- **Work to do**: Extend the court opinion excerpt below on AMICO's motion for summary judgment, starting right after its final sentence.

-------- Excerpt provided --------

Where, as here, the moving defendants have supported their motion with affidavits and other documents, the plaintiff may not rest on the mere allegations or denials of the pleadings, but "must set forth specific facts showing that there is a genuine issue for trial." F.R.Civ.P. 56(e), Davis v. Robbs, 794 F.2d 1129, 1130 (6th Cir.1986).
The standard for granting a motion for summary judgment is essentially the same as that for granting a motion for a directed verdict. "The judge's inquiry, therefore, unavoidably asks whether reasonable jurors could find by a preponderance of the evidence that the plaintiff is entitled to a verdict...." Anderson v. Liberty Lobby, Inc., 477 U.S. 242, 106 S.Ct. 2505, 91 L.Ed.2d 202 (1986). The moving party is not entitled to summary judgment where there is sufficient evidence to allow a reasonable jury to return a verdict for the non-moving party. Id. at 246, 106 S.Ct. at 2508, 91 L.Ed.2d at 211-12. "The evidence of the nonmovant is to be believed, and all justifiable inferences are to be drawn in his favor." Id. at 2556, 106 S.Ct. at 2513, 91 L.Ed.2d at 216. With this standard
Discussion
1. American Motorists Insurance Co. ("AMICO"). AMICO contends that Arco has not alleged that any property damage occurred during the AMICO policy terms. Since AMICO's duty to defend is limited to property damage occurring during the policy periods, AMICO contends that it is entitled to summary judgment. Arco contends that AMICO must provide it with a defense because AMICO cannot prove that Arco did not ship TCE to the Thermo Chem site during the relevant period. Because I find that Arco, rather than AMICO, has the burden to establish an occurrence within the policy periods, and because Arco has not met that burden, I will grant AMICO's motion.

-------- Supplied information --------

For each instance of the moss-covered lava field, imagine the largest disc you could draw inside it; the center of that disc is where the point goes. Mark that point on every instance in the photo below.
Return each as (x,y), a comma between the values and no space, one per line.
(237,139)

--------

- **Solved problem**:
The EPA's letter did not identify any specific conduct by Arco that led to Arco's identification as a PRP. Arco has determined that it contracted with Thomas Solvent to remove hazardous wastes from Arco's Schoolcraft, Michigan plant on at least two occasions, March 26, 1976 and June 7, 1976. See Complaint ¶ 9, Exhibits A, B. Arco alleges that, as a result of these shipments, it must participate in the investigation and remediation of the released contaminants. The complaint also alleges that, "Arco understands Thomas Solvent then took waste products from its facility in Schoolcraft, Kalamazoo County, Michigan, to Thermo Chem for processing. Other shipments of waste products (in addition to those identified in Exhibit B ...) may have been picked up from Arco's ... facility and processed by Thermo Chem." Complaint, ¶ 20.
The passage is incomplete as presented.